WHAT YOU HAVE TO DO:
Count the lines below that carry the word "straight". Answer with that number alone.

GIVEN RECORDS:
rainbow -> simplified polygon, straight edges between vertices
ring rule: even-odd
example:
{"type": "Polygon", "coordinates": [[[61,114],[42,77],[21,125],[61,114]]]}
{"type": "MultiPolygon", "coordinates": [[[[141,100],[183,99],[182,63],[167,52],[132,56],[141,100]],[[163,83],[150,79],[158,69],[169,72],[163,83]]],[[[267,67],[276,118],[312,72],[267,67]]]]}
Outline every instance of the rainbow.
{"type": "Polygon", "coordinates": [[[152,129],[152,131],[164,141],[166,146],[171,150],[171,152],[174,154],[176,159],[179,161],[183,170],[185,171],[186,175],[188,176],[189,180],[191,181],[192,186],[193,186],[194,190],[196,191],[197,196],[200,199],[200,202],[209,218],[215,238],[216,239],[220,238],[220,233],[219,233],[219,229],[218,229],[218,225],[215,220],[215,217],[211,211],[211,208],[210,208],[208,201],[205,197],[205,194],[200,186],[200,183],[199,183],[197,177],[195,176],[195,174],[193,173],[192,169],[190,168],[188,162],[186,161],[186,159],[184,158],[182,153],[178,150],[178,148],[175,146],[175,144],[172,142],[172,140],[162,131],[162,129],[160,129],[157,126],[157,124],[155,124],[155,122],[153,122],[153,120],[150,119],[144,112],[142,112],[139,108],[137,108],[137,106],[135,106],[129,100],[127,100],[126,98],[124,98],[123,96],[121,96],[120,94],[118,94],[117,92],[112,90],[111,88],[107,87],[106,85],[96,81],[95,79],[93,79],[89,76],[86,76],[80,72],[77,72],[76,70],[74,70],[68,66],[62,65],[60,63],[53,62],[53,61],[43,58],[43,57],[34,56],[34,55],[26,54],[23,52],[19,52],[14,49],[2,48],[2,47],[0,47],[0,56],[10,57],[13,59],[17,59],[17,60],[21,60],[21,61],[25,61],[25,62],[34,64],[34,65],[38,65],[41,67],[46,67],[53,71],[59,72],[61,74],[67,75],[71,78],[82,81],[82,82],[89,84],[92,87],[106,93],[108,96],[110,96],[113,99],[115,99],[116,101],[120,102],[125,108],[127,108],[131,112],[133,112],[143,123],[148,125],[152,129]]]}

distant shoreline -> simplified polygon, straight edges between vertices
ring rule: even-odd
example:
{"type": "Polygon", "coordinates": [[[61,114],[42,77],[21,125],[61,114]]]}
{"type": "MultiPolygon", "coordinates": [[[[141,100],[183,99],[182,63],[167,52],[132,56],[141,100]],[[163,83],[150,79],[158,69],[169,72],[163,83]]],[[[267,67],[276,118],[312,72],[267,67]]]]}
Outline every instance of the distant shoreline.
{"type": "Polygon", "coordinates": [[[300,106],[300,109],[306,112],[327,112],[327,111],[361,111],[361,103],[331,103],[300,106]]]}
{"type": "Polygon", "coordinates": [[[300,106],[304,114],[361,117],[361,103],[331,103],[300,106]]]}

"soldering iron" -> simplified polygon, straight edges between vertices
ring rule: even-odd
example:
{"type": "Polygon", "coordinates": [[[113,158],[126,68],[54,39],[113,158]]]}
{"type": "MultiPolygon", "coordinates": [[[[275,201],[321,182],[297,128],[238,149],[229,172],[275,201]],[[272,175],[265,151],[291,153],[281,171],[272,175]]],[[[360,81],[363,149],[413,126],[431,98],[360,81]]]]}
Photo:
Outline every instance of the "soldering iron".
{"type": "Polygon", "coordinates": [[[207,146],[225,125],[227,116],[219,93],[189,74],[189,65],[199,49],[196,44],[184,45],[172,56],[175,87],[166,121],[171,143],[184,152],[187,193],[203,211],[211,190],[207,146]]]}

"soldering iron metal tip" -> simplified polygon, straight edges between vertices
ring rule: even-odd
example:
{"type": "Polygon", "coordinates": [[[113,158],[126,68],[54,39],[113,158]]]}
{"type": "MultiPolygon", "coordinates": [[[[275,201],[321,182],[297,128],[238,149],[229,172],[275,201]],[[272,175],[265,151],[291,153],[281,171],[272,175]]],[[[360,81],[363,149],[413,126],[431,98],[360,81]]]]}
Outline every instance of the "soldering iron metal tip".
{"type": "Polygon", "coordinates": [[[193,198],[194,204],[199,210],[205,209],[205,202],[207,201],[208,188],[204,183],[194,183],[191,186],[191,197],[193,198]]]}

YOUR RESPONSE:
4